## Source text
#####

Article
Oral History Journal of South Africa https://doi.org/10.25159/2663-6670/3872
https://upjournals.co.za/index.php OHJSA ISSN 2663-6670 (Online)
Volume 7 | Number 2 | 2018 | #3872 | 19 pages © Unisa Press 2019
O. R. Tambo in the Period of the ANC’s Illegality
Patrick Shylock Mangashe
http://orcid.org/0000-0002-9757-3168
University of Fort Hare, South Africa
pmangashe@gmail.com
Abstract
Oliver Reginald Tambo’s life is best known by his association with the African
National Congress (ANC) and the struggle for liberation, and as having been
the foremost leader of the ANC for most of the period of its illegality. Most
accounts, however, do not mention O. R. Tambo’s religious beliefs, and in this
they pass off an opportunity to highlight what could have been the source of his
individual strength, his spirituality. It is this spirituality that this article seeks to
highlight and whose depth it seeks to explore. It aims to show that Tambo’s
personal religious beliefs were infused with his political outlook and concludes
that this composite belief system provided the strength he exuded throughout
his service to the struggle for liberation in South Africa. The article looks at how
he related to and influenced those he came into contact with, both inside his
organisation, the ANC, its military wing Umkhonto We Sizwe (MK), the
broader alliance, and those who were outside his close political realm. It looks
at how he exercised his leadership qualities, born of his beliefs, under the
pressures thrown up by the struggle, and finally how he grasped the moment at
the point of the conclusion of that phase of the struggle. This article is informed
by a number of sources, including books written on the subject by scholars,
those who shared space with O. R. Tambo, some of his speeches, interviews,
and occasionally the author’s own experience as part of the MK contingent from
the late 1970s.

#####

## Dataset extract

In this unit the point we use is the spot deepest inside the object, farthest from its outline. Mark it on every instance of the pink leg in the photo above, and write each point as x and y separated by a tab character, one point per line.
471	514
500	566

#####

## Directions for this task
According to the abstract, what is the name of the ANC's military wing? Rely only on the abstract to answer.

## Output for this exercise
Umkhonto We Sizwe (MK).